BEGIN TASK INPUTS

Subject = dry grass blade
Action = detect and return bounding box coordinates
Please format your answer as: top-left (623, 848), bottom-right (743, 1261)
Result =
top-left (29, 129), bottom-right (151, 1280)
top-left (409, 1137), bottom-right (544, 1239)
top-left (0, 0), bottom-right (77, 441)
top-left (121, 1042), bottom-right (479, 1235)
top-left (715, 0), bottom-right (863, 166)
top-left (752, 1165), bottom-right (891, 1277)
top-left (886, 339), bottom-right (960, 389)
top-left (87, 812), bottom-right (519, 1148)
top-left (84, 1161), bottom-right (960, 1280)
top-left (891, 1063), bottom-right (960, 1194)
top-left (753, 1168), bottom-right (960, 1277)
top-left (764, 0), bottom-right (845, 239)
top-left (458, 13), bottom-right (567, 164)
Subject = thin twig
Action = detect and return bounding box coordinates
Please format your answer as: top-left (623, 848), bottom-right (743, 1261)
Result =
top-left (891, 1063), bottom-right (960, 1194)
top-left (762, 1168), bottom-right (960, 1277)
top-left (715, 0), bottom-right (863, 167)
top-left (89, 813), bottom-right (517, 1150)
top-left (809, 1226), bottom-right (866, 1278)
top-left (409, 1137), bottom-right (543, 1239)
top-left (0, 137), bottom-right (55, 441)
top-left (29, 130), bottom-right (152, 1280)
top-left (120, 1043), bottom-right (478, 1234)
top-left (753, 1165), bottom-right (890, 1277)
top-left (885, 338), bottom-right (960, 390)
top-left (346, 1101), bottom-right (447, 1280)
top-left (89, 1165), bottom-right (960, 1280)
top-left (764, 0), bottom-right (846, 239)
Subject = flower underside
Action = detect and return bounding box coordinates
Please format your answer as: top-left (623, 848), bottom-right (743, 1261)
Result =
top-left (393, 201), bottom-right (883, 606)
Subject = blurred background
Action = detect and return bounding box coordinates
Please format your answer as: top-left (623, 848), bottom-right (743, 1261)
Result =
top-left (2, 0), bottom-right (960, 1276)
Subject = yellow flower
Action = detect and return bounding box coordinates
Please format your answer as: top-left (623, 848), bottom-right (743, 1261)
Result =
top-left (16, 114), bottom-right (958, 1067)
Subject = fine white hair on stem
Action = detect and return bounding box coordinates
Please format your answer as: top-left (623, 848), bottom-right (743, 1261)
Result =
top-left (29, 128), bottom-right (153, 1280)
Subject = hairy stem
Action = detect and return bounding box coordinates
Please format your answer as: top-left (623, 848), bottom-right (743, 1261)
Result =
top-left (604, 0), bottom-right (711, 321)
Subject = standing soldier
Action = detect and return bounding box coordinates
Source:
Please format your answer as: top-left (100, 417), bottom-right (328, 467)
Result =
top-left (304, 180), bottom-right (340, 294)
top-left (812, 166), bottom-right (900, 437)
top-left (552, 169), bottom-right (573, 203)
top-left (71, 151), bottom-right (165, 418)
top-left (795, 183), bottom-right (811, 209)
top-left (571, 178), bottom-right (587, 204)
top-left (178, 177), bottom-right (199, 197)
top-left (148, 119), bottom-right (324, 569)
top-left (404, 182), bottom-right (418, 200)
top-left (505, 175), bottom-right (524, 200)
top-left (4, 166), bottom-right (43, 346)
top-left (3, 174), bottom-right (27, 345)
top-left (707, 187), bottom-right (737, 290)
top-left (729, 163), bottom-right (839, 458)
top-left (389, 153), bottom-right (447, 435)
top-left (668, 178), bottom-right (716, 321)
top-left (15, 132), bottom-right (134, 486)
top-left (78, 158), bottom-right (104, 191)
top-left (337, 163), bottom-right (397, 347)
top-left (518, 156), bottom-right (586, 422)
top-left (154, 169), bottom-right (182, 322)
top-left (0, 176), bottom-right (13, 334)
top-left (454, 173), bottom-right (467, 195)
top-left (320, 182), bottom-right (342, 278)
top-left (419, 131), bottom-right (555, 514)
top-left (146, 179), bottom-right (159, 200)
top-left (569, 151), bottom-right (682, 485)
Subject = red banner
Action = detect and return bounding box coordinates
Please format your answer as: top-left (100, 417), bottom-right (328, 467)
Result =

END TASK INPUTS

WHAT TO PRODUCE: Please reproduce every record shown above, exactly as written.

ANSWER FOR THIS EXERCISE:
Subject = dry grass blade
Action = detect and return bounding box coordinates
Please format your answer as: top-left (623, 848), bottom-right (743, 1261)
Result =
top-left (29, 129), bottom-right (151, 1280)
top-left (409, 1137), bottom-right (544, 1239)
top-left (0, 0), bottom-right (77, 441)
top-left (121, 1042), bottom-right (479, 1235)
top-left (715, 0), bottom-right (863, 166)
top-left (752, 1165), bottom-right (891, 1277)
top-left (886, 339), bottom-right (960, 389)
top-left (87, 812), bottom-right (519, 1148)
top-left (84, 1161), bottom-right (960, 1280)
top-left (891, 1063), bottom-right (960, 1194)
top-left (753, 1168), bottom-right (960, 1277)
top-left (764, 0), bottom-right (845, 239)
top-left (458, 13), bottom-right (567, 164)
Subject = thin twig
Action = detect and return bounding box coordinates
Please format your answer as: top-left (623, 848), bottom-right (743, 1261)
Result =
top-left (891, 1063), bottom-right (960, 1194)
top-left (762, 1168), bottom-right (960, 1277)
top-left (715, 0), bottom-right (863, 167)
top-left (89, 813), bottom-right (517, 1150)
top-left (809, 1226), bottom-right (866, 1278)
top-left (409, 1137), bottom-right (543, 1239)
top-left (0, 137), bottom-right (55, 441)
top-left (29, 130), bottom-right (152, 1280)
top-left (120, 1043), bottom-right (478, 1234)
top-left (753, 1165), bottom-right (890, 1277)
top-left (885, 338), bottom-right (960, 390)
top-left (346, 1101), bottom-right (447, 1280)
top-left (89, 1165), bottom-right (960, 1280)
top-left (764, 0), bottom-right (846, 239)
Subject = flower underside
Action = detect and return bounding box coordinates
Please format your answer as: top-left (623, 848), bottom-right (743, 1261)
Result =
top-left (393, 201), bottom-right (883, 606)
Subject = blurred background
Action = detect and return bounding box coordinates
Please format your answer as: top-left (623, 848), bottom-right (743, 1261)
Result =
top-left (2, 0), bottom-right (960, 1276)
Subject = yellow flower
Action = detect and return bounding box coordinates
Please format your answer as: top-left (623, 848), bottom-right (743, 1261)
Result =
top-left (16, 114), bottom-right (958, 1067)
Subject = fine white hair on stem
Action = detect and return bounding box coordinates
Please format your answer as: top-left (623, 848), bottom-right (743, 1261)
Result =
top-left (29, 128), bottom-right (153, 1280)
Subject = hairy stem
Action = detect and return bounding box coordinates
Please format your answer as: top-left (623, 848), bottom-right (743, 1261)
Result =
top-left (604, 0), bottom-right (711, 321)
Subject = standing soldier
Action = detect and return bounding box coordinates
Source:
Please format your answer as: top-left (100, 417), bottom-right (328, 467)
Result =
top-left (304, 180), bottom-right (340, 294)
top-left (812, 166), bottom-right (900, 437)
top-left (552, 169), bottom-right (573, 203)
top-left (71, 151), bottom-right (165, 418)
top-left (795, 183), bottom-right (811, 209)
top-left (571, 178), bottom-right (587, 204)
top-left (178, 177), bottom-right (199, 197)
top-left (148, 119), bottom-right (324, 569)
top-left (404, 182), bottom-right (418, 200)
top-left (505, 175), bottom-right (524, 200)
top-left (4, 166), bottom-right (43, 346)
top-left (3, 174), bottom-right (27, 345)
top-left (707, 187), bottom-right (737, 290)
top-left (729, 163), bottom-right (839, 458)
top-left (389, 153), bottom-right (447, 435)
top-left (668, 178), bottom-right (716, 321)
top-left (15, 132), bottom-right (134, 486)
top-left (78, 158), bottom-right (104, 191)
top-left (337, 163), bottom-right (397, 347)
top-left (518, 156), bottom-right (586, 422)
top-left (154, 169), bottom-right (182, 322)
top-left (0, 176), bottom-right (13, 334)
top-left (454, 173), bottom-right (467, 195)
top-left (320, 182), bottom-right (342, 278)
top-left (419, 131), bottom-right (555, 514)
top-left (146, 179), bottom-right (159, 200)
top-left (569, 151), bottom-right (682, 485)
Subject = red banner
Action = detect and return bounding box coordinates
Please format your answer as: top-left (100, 417), bottom-right (328, 467)
Result =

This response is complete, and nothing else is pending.